▶ [PROBLEM TO WORK ON] Pull out each line of the data that includes the word "standing".

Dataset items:
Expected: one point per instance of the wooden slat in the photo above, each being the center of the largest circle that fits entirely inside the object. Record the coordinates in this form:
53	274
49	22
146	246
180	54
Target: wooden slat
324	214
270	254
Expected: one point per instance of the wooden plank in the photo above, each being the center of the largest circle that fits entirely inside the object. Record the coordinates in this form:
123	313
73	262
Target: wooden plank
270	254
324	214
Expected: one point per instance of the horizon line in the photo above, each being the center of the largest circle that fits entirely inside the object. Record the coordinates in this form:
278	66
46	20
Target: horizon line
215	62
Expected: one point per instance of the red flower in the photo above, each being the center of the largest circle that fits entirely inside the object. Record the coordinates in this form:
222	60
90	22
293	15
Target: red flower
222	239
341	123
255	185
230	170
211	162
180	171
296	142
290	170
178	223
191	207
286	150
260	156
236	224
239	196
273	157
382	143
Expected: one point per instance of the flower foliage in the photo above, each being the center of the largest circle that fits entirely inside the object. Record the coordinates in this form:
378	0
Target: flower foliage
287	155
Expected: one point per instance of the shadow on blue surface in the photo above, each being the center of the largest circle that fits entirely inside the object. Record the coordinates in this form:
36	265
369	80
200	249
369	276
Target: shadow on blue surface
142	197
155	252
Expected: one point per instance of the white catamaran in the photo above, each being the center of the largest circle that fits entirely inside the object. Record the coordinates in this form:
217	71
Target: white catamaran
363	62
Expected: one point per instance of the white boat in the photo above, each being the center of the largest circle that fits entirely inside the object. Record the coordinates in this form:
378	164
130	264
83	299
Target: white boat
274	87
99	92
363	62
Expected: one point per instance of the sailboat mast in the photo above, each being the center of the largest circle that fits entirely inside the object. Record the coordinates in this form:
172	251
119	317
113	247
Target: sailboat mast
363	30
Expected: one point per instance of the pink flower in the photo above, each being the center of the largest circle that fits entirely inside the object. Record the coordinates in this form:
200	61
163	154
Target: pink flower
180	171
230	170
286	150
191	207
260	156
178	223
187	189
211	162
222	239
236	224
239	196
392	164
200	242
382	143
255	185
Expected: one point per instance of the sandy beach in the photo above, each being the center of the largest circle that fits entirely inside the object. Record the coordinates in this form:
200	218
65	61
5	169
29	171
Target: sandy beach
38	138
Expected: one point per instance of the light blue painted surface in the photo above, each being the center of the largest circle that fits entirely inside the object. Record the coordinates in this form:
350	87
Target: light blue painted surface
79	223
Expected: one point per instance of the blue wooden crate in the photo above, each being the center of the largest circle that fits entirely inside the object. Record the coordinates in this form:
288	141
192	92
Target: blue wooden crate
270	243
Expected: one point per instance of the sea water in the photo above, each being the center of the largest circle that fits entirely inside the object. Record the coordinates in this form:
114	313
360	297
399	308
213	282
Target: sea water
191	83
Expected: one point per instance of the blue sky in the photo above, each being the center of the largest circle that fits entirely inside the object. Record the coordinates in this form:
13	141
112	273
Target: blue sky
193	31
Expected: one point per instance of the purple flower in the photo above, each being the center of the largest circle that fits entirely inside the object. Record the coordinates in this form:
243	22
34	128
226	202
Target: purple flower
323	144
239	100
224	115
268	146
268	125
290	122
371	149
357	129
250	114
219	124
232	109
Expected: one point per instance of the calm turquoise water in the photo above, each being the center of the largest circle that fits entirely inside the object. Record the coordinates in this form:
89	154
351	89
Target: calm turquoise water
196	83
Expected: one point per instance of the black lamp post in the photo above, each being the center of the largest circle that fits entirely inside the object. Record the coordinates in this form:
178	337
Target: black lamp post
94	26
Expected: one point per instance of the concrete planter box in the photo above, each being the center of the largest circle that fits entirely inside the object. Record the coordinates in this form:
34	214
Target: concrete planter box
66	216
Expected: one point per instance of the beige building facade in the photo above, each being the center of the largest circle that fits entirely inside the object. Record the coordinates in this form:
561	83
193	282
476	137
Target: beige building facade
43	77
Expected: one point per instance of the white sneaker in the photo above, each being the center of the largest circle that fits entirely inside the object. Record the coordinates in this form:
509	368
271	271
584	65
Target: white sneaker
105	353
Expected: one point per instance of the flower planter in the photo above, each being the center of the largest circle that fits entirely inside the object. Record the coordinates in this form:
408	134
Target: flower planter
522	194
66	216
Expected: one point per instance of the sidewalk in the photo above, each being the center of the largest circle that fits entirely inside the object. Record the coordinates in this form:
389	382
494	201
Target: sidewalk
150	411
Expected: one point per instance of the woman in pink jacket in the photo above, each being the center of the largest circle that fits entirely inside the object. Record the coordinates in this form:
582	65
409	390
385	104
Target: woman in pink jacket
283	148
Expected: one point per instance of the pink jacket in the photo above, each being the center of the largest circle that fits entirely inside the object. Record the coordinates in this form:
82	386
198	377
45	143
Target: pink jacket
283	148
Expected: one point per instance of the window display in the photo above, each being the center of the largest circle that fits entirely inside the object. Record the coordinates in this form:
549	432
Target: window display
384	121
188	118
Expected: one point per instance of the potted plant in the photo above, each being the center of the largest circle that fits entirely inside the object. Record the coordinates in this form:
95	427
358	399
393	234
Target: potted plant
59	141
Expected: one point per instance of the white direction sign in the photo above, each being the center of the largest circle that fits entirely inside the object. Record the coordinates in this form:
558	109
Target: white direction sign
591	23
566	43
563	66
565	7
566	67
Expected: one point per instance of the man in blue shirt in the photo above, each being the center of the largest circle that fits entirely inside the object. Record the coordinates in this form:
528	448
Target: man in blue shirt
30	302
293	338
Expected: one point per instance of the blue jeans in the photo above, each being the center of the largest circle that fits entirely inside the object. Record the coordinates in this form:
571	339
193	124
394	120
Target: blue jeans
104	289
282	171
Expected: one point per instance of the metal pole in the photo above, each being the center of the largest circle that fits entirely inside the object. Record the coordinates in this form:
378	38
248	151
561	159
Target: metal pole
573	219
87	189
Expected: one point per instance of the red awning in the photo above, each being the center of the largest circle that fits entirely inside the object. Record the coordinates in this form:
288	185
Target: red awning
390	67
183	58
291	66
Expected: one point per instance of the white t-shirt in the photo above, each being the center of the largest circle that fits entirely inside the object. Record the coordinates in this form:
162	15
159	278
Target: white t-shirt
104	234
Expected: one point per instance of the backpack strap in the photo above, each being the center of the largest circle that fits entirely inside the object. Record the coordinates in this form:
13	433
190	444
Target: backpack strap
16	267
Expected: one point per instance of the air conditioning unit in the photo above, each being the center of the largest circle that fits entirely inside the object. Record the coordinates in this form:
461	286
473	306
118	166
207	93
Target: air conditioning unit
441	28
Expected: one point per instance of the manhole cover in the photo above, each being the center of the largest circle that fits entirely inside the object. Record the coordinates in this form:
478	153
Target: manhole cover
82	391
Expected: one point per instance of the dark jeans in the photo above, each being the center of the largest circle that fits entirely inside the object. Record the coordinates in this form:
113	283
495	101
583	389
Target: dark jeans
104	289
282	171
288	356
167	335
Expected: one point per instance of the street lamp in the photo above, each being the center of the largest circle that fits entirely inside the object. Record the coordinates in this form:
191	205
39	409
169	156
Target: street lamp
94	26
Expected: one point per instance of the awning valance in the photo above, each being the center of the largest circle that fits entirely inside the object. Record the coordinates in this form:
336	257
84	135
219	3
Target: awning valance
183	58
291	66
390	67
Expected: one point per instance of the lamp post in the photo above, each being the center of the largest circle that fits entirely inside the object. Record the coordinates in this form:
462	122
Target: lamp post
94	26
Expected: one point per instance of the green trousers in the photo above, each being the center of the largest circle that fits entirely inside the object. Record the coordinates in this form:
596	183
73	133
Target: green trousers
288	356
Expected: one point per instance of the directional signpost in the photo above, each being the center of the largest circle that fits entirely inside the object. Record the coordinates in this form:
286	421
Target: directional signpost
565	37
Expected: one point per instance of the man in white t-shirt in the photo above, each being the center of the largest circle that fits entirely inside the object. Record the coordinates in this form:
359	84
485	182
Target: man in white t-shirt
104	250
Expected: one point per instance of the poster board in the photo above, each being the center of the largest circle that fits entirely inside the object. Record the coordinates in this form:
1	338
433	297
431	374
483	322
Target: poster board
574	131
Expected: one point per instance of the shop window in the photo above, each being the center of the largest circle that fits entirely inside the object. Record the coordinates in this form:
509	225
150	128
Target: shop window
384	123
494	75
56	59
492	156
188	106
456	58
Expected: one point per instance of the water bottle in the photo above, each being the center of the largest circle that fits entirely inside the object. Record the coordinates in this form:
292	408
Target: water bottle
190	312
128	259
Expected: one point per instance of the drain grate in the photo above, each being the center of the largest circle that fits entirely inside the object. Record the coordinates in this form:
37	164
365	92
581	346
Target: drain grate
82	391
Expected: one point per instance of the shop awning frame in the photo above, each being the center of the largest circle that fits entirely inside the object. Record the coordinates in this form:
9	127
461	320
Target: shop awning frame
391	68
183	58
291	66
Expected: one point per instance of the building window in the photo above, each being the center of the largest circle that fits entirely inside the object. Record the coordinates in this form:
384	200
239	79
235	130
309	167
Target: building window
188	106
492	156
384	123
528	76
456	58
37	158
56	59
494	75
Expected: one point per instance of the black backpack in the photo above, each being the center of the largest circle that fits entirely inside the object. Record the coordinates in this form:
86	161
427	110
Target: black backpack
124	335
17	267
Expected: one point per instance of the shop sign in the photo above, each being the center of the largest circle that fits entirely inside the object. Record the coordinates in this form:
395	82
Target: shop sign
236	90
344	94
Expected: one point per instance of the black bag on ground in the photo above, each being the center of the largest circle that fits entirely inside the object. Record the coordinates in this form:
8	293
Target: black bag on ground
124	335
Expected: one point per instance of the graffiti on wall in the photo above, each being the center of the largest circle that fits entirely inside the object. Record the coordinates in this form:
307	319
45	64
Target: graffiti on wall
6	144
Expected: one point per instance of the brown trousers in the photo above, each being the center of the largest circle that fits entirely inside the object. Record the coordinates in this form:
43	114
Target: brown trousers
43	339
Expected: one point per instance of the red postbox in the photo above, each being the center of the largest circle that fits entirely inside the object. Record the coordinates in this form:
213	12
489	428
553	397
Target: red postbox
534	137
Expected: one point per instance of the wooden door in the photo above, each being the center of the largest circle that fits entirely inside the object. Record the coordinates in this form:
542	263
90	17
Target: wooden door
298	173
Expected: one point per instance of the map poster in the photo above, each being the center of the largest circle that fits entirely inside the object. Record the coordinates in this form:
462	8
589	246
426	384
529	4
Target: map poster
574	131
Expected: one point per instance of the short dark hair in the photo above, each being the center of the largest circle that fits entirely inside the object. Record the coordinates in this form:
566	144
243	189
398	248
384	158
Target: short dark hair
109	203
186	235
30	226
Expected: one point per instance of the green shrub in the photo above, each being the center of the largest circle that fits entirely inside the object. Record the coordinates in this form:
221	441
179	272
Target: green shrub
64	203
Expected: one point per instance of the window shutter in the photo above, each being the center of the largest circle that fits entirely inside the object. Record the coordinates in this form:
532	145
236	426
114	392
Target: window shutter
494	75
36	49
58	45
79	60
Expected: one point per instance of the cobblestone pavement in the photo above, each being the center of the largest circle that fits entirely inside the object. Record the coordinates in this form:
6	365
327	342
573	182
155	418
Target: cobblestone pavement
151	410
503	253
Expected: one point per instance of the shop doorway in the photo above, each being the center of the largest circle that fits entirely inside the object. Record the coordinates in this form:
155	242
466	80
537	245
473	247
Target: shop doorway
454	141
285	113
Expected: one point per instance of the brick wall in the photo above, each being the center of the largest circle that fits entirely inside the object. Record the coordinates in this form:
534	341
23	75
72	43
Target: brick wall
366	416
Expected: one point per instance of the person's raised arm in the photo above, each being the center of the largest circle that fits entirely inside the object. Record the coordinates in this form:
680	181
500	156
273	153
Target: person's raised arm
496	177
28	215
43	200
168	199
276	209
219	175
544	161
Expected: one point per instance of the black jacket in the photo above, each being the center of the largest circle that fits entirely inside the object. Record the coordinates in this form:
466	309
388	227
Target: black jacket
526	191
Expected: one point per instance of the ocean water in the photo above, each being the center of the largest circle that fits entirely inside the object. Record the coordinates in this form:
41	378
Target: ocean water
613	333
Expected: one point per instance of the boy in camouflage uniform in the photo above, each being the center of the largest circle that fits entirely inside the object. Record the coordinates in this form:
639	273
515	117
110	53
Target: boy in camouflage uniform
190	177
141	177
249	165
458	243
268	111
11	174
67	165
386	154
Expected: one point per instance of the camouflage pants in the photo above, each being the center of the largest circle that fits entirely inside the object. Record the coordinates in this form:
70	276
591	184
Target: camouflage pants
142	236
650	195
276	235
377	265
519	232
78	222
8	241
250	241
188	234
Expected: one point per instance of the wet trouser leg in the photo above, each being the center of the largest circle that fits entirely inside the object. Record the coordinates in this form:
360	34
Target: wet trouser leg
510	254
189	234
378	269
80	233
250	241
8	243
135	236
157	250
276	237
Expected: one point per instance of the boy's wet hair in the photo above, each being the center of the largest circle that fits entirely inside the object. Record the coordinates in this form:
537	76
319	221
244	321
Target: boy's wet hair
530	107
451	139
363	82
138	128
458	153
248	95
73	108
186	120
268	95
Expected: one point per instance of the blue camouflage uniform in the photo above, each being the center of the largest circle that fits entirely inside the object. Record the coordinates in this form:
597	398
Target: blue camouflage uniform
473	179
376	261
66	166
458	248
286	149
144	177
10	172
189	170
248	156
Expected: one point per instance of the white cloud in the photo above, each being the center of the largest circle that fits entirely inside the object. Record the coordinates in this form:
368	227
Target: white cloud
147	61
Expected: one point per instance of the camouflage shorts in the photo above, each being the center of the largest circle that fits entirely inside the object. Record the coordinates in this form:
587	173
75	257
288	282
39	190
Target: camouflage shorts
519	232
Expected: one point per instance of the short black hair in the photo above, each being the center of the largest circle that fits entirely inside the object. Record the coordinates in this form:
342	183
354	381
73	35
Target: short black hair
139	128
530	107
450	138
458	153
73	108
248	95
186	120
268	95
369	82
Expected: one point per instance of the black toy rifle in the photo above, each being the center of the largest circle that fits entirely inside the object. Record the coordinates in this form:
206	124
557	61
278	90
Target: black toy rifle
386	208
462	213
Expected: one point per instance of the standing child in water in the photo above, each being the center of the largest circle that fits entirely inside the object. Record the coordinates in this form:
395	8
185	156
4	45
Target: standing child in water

▶ [TASK RESULT]
Expected: one point per instance of the standing child in water in the photo above, each being the center of the largest circle that fits entirely inside the object. Record the coordinates in this form:
Target: standing child in water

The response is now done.